--- ARTICLE ---
----------
Wireguard + Nginx Stream (L4) reverse TCP tunnels over wireguard, similar to ngrok, teleport or skupper, but implemented specifically for Kubernetes. Mostly a learning project. Allows exposing services from one Kubernetes cluster to another just by annotating them.
Wormhole is implemented using "Hub and spoke" architecture. One cluster acts as a central hub, while others are clients. Clients can expose services to the hub and the hub can expose services to the clients. Exposing of the services between the clients is not supported.
Wormhole uses a combination of three components in order to work:
- Wormhole controller - a Kubernetes controller that watches for services with a specific annotation and creates tunnels for them
- Bundled Nginx - a simple Nginx server that is dynamically configured to proxy requests to the tunnels and vice versa
- Wireguard - a VPN server that is used to create secure tunnels between the clusters, it's also dynamically configured by the controller
This repository contains source code for all of the components.
Peering is the process of establishing a connection between two clusters. The peering is performed outside of the tunnel, using the HTTP API exposed by the server over the public internet. The peering by default is performed using HTTP protocol, but you may put the server behind SSL-terminating reverse proxy. Saying that, the communication is encrypted using a PSK, that both the client and server must know prior to the peering. The communication goes as follows.
- Operator deploys the server and client, configuring them with the same PSK, for example
supersecret - Upon startup, the client continuously tries to connect to the server using the HTTP API, encrypting the payload of the request with the PSK
- The server knowing the PSK, decrypts the payload and checks if the client is allowed to connect. If it's not able to decrypt the payload, it means that the client doesn't know the PSK and the connection is rejected.
----------
(Stored dataset items)
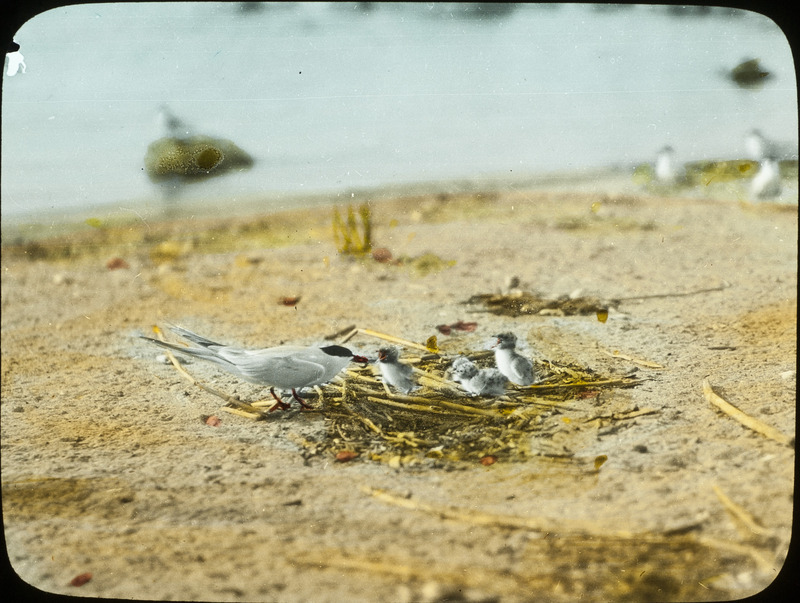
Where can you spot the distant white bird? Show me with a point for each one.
(395, 373)
(284, 367)
(516, 368)
(759, 147)
(767, 181)
(479, 382)
(666, 170)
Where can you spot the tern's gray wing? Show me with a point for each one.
(202, 353)
(284, 369)
(194, 337)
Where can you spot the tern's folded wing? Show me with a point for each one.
(280, 371)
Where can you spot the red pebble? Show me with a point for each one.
(81, 579)
(345, 455)
(117, 264)
(382, 255)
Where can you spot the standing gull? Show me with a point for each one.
(284, 367)
(479, 382)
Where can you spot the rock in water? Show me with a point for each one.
(192, 159)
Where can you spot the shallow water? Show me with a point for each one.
(336, 98)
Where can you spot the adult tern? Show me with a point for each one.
(284, 367)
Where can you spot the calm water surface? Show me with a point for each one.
(336, 98)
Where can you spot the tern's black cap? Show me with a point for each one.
(337, 350)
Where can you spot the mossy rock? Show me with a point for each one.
(193, 158)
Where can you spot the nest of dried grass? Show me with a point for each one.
(439, 423)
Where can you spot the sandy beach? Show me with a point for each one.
(110, 466)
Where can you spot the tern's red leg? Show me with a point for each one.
(279, 404)
(299, 399)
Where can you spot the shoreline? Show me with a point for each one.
(610, 180)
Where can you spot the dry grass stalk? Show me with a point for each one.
(743, 418)
(634, 360)
(393, 339)
(741, 513)
(572, 527)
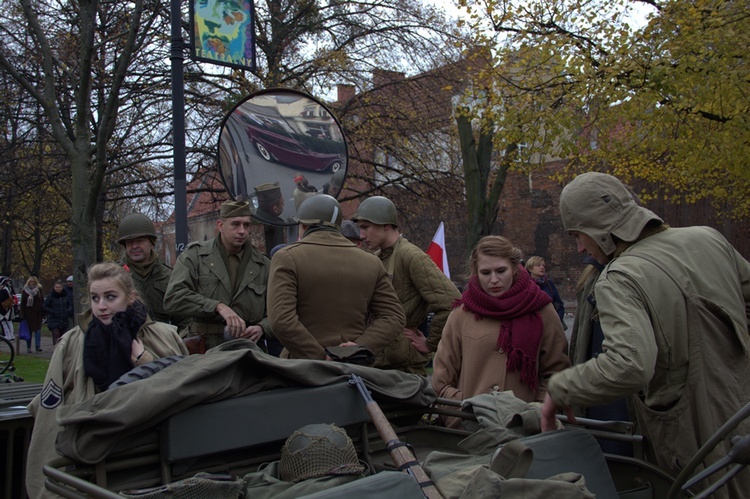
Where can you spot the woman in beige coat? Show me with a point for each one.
(504, 333)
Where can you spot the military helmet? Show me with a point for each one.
(135, 225)
(318, 450)
(320, 209)
(378, 210)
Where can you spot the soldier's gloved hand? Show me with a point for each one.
(235, 324)
(253, 333)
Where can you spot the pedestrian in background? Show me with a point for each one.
(420, 285)
(57, 307)
(538, 270)
(32, 310)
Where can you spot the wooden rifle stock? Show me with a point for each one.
(402, 455)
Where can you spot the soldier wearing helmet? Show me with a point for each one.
(136, 233)
(420, 285)
(323, 291)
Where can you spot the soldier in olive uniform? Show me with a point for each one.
(420, 285)
(324, 291)
(222, 282)
(137, 235)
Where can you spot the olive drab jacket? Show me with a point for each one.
(200, 281)
(66, 383)
(686, 375)
(421, 288)
(151, 283)
(323, 290)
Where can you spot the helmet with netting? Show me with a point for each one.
(318, 450)
(135, 225)
(320, 209)
(378, 210)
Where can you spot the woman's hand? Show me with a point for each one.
(137, 350)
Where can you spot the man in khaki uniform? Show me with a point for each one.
(420, 285)
(673, 307)
(222, 282)
(137, 235)
(323, 291)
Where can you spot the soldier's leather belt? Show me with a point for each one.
(206, 328)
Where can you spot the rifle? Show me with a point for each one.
(401, 453)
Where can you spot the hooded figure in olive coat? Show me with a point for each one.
(673, 307)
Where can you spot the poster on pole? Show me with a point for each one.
(222, 32)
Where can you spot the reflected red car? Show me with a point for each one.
(276, 144)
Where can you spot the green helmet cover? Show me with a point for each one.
(378, 210)
(135, 225)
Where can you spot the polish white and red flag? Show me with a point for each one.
(437, 250)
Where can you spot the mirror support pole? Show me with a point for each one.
(178, 128)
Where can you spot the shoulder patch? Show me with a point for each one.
(51, 395)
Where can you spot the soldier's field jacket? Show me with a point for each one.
(324, 290)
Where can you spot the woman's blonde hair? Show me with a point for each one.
(494, 246)
(114, 271)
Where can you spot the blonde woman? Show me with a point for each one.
(503, 334)
(32, 310)
(112, 337)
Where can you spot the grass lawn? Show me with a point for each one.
(31, 369)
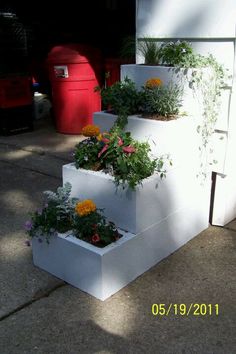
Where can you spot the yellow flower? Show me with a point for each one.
(90, 130)
(85, 207)
(153, 82)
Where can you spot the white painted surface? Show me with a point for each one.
(141, 73)
(103, 272)
(181, 18)
(211, 28)
(178, 138)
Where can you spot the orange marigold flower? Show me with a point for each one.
(90, 130)
(85, 207)
(153, 82)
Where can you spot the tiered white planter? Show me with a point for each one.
(102, 272)
(134, 210)
(159, 216)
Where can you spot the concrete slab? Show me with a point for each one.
(70, 321)
(31, 161)
(44, 139)
(21, 192)
(231, 225)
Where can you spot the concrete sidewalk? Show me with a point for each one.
(41, 314)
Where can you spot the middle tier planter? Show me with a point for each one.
(139, 209)
(176, 137)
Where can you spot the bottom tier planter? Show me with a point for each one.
(102, 272)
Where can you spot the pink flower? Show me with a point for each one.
(105, 147)
(129, 149)
(120, 141)
(95, 238)
(105, 140)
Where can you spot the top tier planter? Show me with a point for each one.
(140, 73)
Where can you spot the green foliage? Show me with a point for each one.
(95, 229)
(162, 100)
(120, 155)
(122, 97)
(179, 54)
(86, 154)
(55, 216)
(150, 50)
(59, 214)
(128, 48)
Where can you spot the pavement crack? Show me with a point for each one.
(40, 296)
(39, 152)
(30, 169)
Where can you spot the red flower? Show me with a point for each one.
(105, 147)
(129, 149)
(96, 238)
(120, 141)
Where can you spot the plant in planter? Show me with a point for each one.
(160, 102)
(117, 153)
(55, 216)
(91, 226)
(202, 79)
(62, 214)
(122, 98)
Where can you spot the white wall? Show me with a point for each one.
(178, 18)
(210, 25)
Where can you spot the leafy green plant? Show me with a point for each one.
(161, 100)
(128, 48)
(126, 159)
(90, 225)
(150, 50)
(62, 213)
(179, 54)
(122, 98)
(207, 85)
(55, 216)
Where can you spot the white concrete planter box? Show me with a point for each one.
(103, 272)
(177, 137)
(137, 210)
(140, 73)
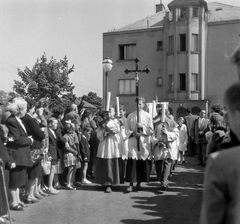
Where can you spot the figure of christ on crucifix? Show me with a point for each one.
(140, 128)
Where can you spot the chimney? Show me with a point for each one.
(159, 7)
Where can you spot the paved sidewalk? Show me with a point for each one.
(90, 205)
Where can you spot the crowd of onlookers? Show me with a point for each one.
(45, 150)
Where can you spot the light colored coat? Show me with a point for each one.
(110, 145)
(145, 139)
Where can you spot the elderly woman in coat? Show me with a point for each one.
(20, 150)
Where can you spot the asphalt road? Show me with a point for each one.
(90, 205)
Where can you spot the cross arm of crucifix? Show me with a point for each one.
(137, 70)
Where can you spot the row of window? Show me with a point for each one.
(128, 86)
(128, 51)
(183, 43)
(182, 13)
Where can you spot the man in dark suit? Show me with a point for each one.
(53, 151)
(200, 127)
(188, 120)
(33, 129)
(73, 115)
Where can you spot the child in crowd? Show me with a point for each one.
(72, 155)
(109, 152)
(85, 152)
(52, 127)
(161, 155)
(183, 138)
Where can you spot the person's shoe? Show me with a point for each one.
(3, 221)
(6, 217)
(164, 188)
(31, 200)
(108, 190)
(22, 204)
(38, 196)
(85, 181)
(43, 194)
(69, 187)
(53, 191)
(129, 189)
(138, 186)
(77, 184)
(16, 208)
(59, 187)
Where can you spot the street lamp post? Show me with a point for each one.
(107, 67)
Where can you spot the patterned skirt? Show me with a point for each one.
(71, 160)
(108, 171)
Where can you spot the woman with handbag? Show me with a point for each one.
(20, 150)
(33, 129)
(72, 153)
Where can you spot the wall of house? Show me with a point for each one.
(146, 51)
(222, 40)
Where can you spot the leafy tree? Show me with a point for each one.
(48, 81)
(93, 99)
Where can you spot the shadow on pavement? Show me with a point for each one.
(180, 204)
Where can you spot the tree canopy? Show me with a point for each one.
(47, 81)
(93, 99)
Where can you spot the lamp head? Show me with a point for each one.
(107, 65)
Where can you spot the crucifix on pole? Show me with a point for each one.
(137, 71)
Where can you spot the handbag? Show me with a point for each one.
(46, 164)
(35, 156)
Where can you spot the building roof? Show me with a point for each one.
(217, 12)
(155, 20)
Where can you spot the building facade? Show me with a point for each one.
(187, 49)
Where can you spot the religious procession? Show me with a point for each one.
(160, 144)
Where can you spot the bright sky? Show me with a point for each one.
(74, 28)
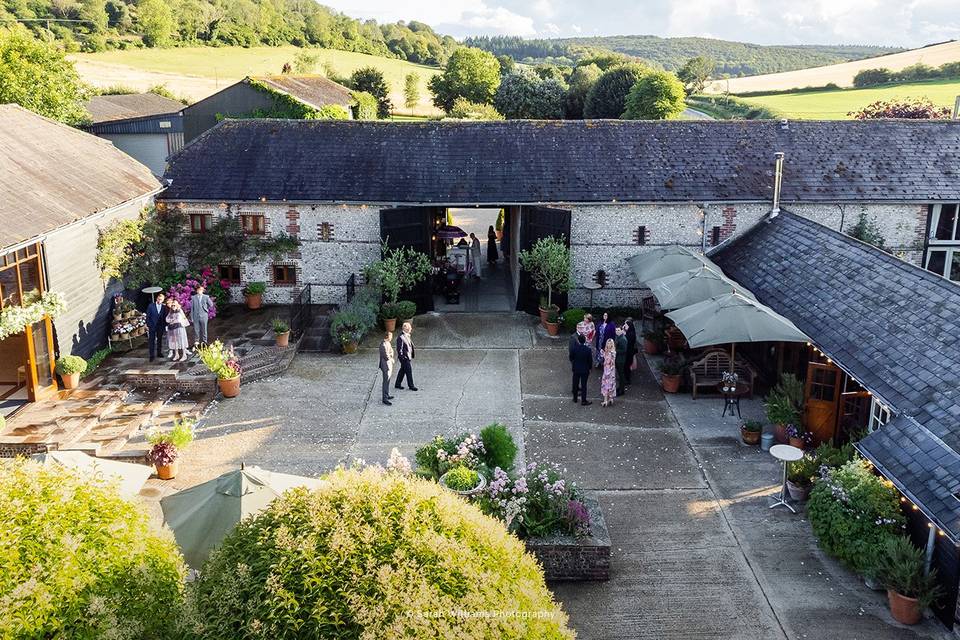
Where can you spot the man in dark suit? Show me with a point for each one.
(406, 352)
(156, 325)
(582, 360)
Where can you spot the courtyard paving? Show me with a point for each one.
(696, 553)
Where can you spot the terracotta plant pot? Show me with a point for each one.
(780, 433)
(750, 437)
(798, 492)
(671, 384)
(253, 300)
(70, 380)
(229, 387)
(903, 609)
(168, 472)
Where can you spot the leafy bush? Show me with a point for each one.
(902, 568)
(372, 555)
(79, 561)
(461, 478)
(499, 449)
(851, 511)
(572, 317)
(67, 365)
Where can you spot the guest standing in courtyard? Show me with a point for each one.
(620, 343)
(608, 381)
(156, 325)
(200, 306)
(492, 254)
(475, 254)
(588, 330)
(386, 365)
(581, 361)
(177, 332)
(406, 352)
(631, 332)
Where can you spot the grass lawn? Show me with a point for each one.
(834, 105)
(234, 63)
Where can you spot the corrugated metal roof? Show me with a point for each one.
(52, 175)
(110, 108)
(519, 161)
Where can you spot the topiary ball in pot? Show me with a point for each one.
(372, 555)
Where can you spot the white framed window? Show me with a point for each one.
(879, 415)
(943, 241)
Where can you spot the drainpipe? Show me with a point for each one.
(777, 182)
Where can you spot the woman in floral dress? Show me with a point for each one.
(177, 332)
(608, 383)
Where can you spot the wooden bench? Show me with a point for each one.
(708, 371)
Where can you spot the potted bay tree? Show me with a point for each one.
(548, 263)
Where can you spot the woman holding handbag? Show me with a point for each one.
(177, 332)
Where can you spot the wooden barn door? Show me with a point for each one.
(411, 227)
(822, 397)
(536, 223)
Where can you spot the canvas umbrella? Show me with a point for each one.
(202, 516)
(664, 261)
(733, 317)
(692, 286)
(131, 477)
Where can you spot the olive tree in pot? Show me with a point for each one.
(672, 373)
(548, 263)
(69, 368)
(399, 269)
(253, 294)
(166, 447)
(910, 588)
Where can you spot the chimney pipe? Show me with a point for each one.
(777, 181)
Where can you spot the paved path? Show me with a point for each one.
(696, 553)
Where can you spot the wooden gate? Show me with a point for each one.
(536, 223)
(822, 398)
(411, 227)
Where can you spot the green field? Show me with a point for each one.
(234, 63)
(835, 105)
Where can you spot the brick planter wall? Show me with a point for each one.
(568, 558)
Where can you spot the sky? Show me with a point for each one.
(902, 23)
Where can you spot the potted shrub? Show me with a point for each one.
(750, 432)
(225, 364)
(800, 477)
(69, 368)
(253, 294)
(910, 589)
(548, 262)
(390, 311)
(651, 342)
(281, 331)
(166, 447)
(463, 480)
(553, 322)
(672, 370)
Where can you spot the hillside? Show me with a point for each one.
(196, 72)
(839, 74)
(732, 58)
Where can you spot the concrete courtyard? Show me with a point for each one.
(696, 553)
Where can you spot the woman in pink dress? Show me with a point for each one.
(608, 382)
(588, 330)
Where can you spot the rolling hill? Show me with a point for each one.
(839, 74)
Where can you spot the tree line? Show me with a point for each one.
(732, 58)
(97, 25)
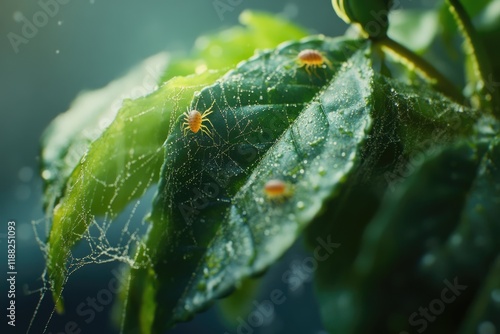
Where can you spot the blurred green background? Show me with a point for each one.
(85, 45)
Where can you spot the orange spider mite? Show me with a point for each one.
(310, 58)
(193, 120)
(276, 189)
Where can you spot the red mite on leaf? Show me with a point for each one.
(310, 58)
(193, 120)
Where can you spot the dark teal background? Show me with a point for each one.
(83, 47)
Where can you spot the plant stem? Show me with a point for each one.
(487, 97)
(430, 72)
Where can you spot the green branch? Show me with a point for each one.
(414, 61)
(486, 96)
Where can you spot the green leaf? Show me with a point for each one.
(415, 29)
(69, 136)
(482, 315)
(395, 246)
(94, 169)
(118, 167)
(473, 245)
(211, 220)
(228, 48)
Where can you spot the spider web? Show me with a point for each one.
(110, 238)
(115, 239)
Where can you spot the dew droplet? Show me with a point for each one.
(486, 327)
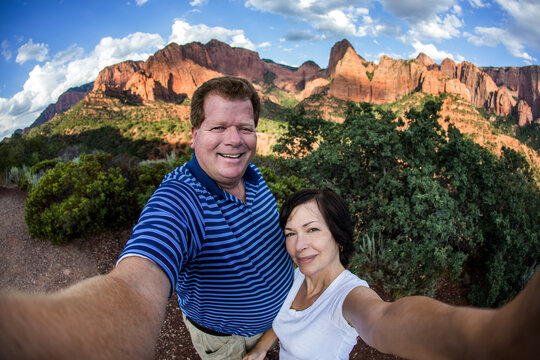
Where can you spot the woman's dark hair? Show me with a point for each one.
(335, 213)
(228, 87)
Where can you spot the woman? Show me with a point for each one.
(328, 307)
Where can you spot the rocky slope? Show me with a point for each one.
(64, 103)
(175, 72)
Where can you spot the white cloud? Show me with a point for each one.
(524, 15)
(492, 36)
(6, 52)
(337, 17)
(436, 28)
(431, 51)
(183, 32)
(477, 3)
(31, 51)
(198, 2)
(69, 68)
(414, 11)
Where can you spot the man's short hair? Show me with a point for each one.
(228, 87)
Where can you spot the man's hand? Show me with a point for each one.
(116, 316)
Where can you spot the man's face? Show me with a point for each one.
(226, 140)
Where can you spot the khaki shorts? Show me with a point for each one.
(210, 347)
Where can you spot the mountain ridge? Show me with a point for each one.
(174, 72)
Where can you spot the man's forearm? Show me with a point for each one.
(102, 317)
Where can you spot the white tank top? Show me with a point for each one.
(320, 331)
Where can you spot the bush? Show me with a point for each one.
(79, 197)
(281, 187)
(441, 204)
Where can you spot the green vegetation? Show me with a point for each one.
(431, 203)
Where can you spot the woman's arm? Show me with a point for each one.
(423, 328)
(264, 344)
(115, 316)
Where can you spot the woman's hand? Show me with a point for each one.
(255, 354)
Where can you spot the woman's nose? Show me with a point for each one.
(301, 243)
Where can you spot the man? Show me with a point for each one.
(210, 232)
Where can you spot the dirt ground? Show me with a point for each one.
(35, 265)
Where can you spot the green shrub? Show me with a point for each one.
(79, 197)
(281, 187)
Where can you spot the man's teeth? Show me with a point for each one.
(231, 156)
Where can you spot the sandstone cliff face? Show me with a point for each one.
(350, 79)
(523, 82)
(64, 103)
(174, 73)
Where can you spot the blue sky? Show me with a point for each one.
(49, 46)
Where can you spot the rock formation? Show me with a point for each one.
(174, 72)
(64, 103)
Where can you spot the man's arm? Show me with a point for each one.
(115, 316)
(264, 344)
(423, 328)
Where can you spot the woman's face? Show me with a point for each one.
(309, 240)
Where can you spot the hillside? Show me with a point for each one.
(142, 108)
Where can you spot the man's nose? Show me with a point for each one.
(233, 136)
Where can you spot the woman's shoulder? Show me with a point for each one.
(349, 278)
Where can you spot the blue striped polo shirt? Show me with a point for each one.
(226, 259)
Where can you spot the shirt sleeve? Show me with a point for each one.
(169, 229)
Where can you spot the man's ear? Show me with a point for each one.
(193, 136)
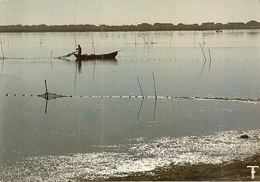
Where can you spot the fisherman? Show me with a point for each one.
(79, 50)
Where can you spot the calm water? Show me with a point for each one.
(30, 126)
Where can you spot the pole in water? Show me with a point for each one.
(2, 49)
(140, 86)
(46, 90)
(203, 52)
(154, 87)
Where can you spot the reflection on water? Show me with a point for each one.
(183, 89)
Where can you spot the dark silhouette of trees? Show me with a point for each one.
(140, 27)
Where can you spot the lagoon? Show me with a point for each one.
(189, 68)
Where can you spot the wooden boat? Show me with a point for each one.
(94, 56)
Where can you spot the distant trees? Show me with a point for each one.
(140, 27)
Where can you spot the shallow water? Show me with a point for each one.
(223, 87)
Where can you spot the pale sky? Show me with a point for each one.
(126, 12)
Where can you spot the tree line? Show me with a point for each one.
(140, 27)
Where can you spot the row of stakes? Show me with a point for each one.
(48, 96)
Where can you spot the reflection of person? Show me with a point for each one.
(79, 50)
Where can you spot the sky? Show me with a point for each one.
(126, 12)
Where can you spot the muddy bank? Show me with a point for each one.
(235, 170)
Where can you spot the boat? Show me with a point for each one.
(108, 56)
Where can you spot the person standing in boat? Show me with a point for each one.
(79, 50)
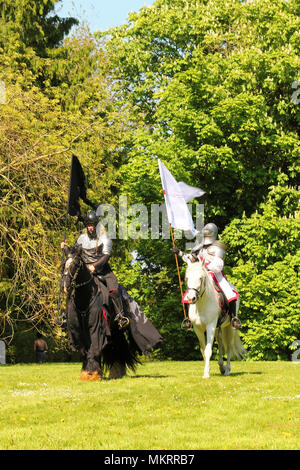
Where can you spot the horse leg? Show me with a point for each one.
(201, 338)
(117, 371)
(221, 351)
(227, 370)
(210, 334)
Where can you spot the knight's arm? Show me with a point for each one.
(106, 251)
(216, 265)
(187, 258)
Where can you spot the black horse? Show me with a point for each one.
(90, 325)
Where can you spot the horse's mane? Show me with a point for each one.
(197, 269)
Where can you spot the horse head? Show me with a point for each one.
(195, 278)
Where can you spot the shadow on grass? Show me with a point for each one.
(149, 376)
(236, 374)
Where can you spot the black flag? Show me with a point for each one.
(77, 189)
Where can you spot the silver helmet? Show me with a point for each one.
(217, 248)
(210, 233)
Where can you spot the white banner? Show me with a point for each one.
(176, 197)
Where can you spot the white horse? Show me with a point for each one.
(204, 311)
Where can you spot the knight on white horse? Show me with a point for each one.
(212, 252)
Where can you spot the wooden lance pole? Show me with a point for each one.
(179, 277)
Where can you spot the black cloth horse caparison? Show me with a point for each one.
(89, 324)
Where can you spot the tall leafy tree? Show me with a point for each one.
(212, 83)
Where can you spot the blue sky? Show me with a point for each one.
(100, 14)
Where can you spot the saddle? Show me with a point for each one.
(224, 306)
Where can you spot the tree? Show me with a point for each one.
(211, 81)
(43, 121)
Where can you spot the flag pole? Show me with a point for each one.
(179, 277)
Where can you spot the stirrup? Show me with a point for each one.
(123, 321)
(186, 324)
(236, 323)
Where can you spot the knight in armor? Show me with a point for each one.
(212, 251)
(96, 251)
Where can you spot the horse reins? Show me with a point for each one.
(74, 277)
(198, 291)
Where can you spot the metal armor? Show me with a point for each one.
(93, 248)
(210, 233)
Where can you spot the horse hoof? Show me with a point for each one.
(90, 376)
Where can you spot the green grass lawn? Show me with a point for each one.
(165, 405)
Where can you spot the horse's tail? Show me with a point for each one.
(122, 350)
(232, 342)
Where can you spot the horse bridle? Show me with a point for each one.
(73, 277)
(198, 291)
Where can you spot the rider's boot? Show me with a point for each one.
(120, 318)
(235, 321)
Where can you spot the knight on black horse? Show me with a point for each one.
(104, 323)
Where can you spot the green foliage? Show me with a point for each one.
(212, 83)
(265, 252)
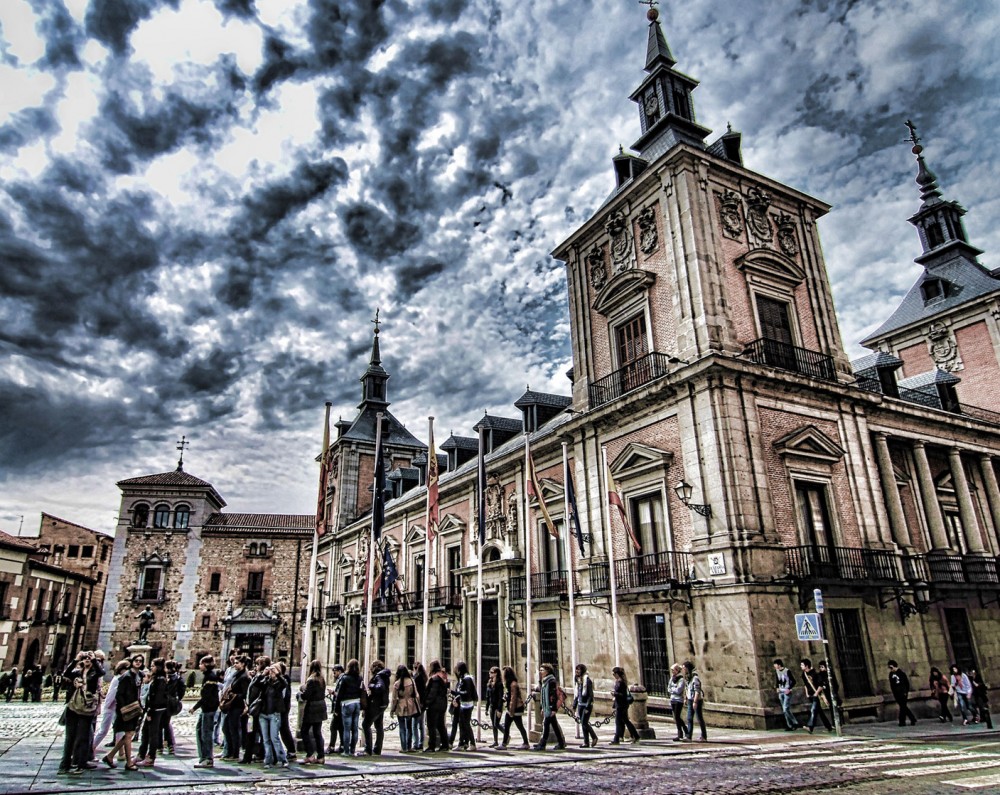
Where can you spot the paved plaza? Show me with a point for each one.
(870, 758)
----------
--- STATED GOAL A ---
Transcribe the passage of the Wormhole description from "Peering is the" up to and including "goes as follows.".
--- STATED GOAL B ---
Go on with the Wormhole description from the point at which it stops.
The records are not required for any of this work.

--- RESPONSE A ---
Peering is the process of establishing a connection between two clusters. The peering is performed outside of the tunnel, using the HTTP API exposed by the server over the public internet. The peering by default is performed using HTTP protocol, but you may put the server behind SSL-terminating reverse proxy. Saying that, the communication is encrypted using a PSK, that both the client and server must know prior to the peering. The communication goes as follows.

--- RESPONSE B ---
- The peering message looks something like this (of course as stated above it's encrypted):
{"name": "client1", "wireguard": {"public_key": "xyz...xyz"}, "metadata": {}}
- The server checks if declared name matches the public key (if there were previous successful peerings) or creates a new client with the given name and public key. It also updates its Wireguard configuration with the new client and responds with something like this (of course encrypted):
{"name": "server", "wireguard": {"public_key": "abc...abc"}, "metadata": {}, "assigned_ip": "192.168.11.6", "internal_server_ip": "192.168.11.1"}- The response is similar, but contains also the server's public key, assigned IP for the client, and the server's internal (VPN) IP address.
- The client updates its Wireguard configuration with the server's public key and the assigned IP, and starts the Wireguard tunnel. The tunnel is now established and the client can communicate with the server.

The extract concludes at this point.